Part of a data file:
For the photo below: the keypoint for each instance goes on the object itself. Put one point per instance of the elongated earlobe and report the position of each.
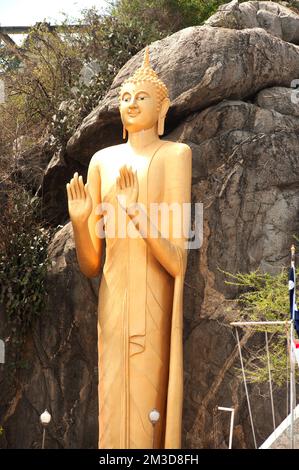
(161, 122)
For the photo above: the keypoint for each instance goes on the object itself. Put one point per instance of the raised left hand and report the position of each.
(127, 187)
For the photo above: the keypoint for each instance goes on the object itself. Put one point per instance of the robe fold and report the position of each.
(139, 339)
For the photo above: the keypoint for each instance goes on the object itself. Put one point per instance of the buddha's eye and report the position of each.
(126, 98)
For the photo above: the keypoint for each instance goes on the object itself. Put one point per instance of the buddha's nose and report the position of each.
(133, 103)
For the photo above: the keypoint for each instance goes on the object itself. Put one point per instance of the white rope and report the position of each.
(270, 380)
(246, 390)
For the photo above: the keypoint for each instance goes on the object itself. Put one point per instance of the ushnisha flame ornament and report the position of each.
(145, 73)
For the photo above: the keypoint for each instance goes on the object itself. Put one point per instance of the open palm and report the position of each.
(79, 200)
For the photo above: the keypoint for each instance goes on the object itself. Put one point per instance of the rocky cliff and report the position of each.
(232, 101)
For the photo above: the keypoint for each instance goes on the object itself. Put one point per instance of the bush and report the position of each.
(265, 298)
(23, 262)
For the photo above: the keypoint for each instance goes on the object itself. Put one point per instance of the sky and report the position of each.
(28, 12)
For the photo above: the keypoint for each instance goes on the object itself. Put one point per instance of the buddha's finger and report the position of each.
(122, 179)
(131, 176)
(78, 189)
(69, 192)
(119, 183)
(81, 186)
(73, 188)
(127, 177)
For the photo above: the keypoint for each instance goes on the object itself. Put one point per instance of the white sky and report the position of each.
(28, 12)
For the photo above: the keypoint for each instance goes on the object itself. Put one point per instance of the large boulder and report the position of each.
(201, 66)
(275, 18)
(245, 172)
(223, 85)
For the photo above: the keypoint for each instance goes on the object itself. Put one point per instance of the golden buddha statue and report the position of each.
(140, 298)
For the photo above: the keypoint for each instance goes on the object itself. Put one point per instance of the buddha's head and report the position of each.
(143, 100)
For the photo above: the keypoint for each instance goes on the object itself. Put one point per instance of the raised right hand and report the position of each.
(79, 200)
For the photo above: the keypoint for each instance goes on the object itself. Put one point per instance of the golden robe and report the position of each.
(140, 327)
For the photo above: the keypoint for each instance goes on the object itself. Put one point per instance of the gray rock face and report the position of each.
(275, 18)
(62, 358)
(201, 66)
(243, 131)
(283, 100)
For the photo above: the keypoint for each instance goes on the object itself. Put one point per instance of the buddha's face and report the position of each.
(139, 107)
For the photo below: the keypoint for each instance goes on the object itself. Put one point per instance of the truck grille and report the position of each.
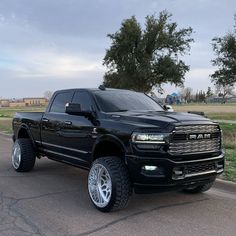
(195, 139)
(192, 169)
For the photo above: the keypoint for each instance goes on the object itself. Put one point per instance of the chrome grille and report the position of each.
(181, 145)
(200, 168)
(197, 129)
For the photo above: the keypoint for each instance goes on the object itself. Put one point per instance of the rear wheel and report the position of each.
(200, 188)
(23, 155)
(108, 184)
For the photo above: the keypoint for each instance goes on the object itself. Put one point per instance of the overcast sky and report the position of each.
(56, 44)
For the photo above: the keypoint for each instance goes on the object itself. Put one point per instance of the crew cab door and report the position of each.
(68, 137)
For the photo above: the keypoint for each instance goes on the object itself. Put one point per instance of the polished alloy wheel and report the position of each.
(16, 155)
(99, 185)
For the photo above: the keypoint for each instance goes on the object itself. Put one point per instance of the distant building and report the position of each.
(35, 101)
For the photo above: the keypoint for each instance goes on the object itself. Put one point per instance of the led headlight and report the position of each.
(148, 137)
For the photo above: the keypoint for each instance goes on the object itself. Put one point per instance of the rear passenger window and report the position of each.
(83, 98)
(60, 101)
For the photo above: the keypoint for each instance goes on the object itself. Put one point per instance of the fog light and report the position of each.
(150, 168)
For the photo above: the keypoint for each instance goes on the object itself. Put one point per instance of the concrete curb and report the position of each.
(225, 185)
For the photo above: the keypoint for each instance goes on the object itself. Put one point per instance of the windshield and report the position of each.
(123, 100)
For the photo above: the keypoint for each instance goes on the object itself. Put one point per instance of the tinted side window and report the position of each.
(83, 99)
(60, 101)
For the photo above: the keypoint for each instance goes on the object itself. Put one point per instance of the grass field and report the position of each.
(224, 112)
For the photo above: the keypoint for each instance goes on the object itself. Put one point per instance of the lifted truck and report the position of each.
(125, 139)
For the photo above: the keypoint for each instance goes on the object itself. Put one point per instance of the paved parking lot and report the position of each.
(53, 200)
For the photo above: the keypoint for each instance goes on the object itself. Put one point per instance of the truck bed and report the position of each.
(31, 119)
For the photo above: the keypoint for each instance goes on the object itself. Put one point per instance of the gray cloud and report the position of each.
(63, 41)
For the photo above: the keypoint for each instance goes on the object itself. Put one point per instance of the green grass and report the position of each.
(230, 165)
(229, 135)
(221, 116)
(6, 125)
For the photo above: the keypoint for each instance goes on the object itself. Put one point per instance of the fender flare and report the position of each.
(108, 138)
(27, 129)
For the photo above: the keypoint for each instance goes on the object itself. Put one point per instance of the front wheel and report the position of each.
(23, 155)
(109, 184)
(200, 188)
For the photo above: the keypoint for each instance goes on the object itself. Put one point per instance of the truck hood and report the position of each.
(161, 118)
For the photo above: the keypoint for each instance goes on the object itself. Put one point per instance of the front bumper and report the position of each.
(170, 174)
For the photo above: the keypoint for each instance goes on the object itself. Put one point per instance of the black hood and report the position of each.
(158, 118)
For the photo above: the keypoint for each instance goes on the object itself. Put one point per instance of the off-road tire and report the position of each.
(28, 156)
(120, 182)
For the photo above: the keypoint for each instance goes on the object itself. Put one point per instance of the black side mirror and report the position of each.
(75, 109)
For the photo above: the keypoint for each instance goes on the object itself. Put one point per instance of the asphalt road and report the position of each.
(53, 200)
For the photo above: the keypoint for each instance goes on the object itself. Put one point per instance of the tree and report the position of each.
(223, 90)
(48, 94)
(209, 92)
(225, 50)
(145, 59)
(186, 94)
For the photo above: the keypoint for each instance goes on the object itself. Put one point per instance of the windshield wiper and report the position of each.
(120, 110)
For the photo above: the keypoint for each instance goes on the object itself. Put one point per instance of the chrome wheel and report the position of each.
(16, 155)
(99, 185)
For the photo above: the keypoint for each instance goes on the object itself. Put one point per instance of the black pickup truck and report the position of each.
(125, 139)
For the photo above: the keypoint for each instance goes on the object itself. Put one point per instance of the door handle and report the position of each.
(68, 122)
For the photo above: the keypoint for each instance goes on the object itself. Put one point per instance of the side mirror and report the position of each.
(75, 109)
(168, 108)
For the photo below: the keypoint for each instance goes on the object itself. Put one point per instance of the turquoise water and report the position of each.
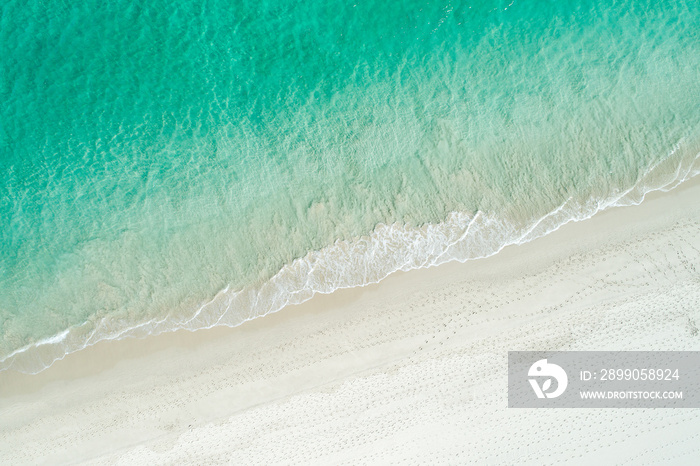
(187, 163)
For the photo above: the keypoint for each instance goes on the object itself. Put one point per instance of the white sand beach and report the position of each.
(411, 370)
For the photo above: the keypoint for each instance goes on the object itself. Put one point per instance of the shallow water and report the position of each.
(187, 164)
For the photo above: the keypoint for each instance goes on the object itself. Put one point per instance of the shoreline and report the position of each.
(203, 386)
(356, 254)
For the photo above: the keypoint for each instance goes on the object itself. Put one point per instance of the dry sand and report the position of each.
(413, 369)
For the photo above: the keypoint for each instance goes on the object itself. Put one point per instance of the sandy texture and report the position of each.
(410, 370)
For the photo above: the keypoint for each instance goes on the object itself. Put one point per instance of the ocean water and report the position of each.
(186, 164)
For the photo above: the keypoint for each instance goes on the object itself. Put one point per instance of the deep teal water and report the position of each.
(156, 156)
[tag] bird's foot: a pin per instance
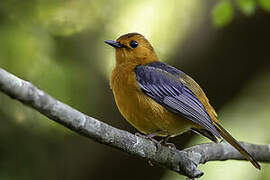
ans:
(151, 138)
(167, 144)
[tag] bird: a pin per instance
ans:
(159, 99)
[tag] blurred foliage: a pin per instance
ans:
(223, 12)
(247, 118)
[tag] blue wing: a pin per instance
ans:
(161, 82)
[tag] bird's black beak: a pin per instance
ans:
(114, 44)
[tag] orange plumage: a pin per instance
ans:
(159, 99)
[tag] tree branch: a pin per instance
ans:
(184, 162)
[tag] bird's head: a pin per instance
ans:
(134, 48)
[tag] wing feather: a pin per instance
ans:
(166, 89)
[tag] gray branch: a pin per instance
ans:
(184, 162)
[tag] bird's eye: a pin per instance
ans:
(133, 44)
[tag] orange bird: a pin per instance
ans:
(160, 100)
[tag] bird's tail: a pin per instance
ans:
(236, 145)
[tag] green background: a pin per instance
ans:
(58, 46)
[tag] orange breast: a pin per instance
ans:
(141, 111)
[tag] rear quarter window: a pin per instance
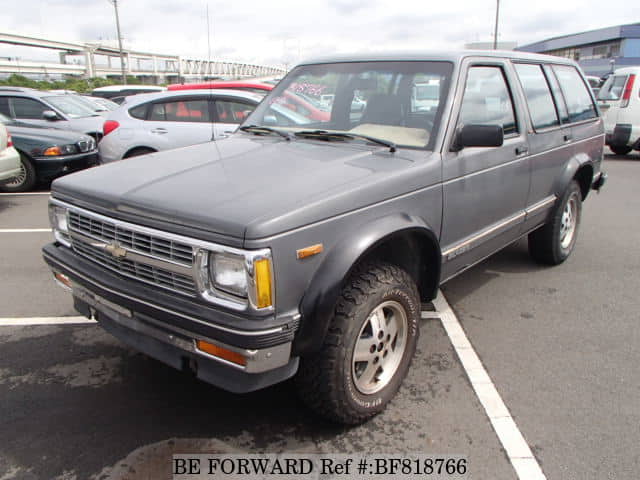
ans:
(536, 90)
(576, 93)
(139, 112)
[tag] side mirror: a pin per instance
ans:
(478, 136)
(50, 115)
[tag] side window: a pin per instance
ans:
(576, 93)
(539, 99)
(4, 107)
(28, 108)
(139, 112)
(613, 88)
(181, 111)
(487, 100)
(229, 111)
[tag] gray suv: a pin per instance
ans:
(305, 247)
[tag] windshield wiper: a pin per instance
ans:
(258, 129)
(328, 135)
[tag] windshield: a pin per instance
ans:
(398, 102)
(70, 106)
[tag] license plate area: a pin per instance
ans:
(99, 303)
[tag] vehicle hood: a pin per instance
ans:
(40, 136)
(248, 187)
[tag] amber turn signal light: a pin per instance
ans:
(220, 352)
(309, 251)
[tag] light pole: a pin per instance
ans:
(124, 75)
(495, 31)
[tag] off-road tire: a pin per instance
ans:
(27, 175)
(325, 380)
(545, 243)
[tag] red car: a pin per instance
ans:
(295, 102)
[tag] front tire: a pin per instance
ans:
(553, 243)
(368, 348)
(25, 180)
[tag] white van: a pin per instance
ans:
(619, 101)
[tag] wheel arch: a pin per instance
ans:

> **REQUEST**: Return exactly the lines from the one containing "[tag] license plate area: a pin per instance" to the last line of the data, and nothing more.

> **TASK OUTPUT**:
[tag] license plate area: a pin per instance
ans:
(99, 303)
[tag] vehicle hood: a pin per instance
ans:
(40, 136)
(248, 187)
[tag] amber turn signal light: a pin per instance
ans:
(220, 352)
(309, 251)
[tag] light pole: a pin per instance
ans:
(124, 75)
(495, 31)
[tag] off-road tire: a pin per instance
ans:
(27, 175)
(325, 380)
(545, 243)
[tag] red car: a pin per instance
ans:
(295, 102)
[tag] front tire: a pin per instance
ans:
(553, 243)
(368, 348)
(25, 180)
[tag] white van: a pin per instance
ans:
(619, 101)
[tag] wheel arch: a pin per instance
ans:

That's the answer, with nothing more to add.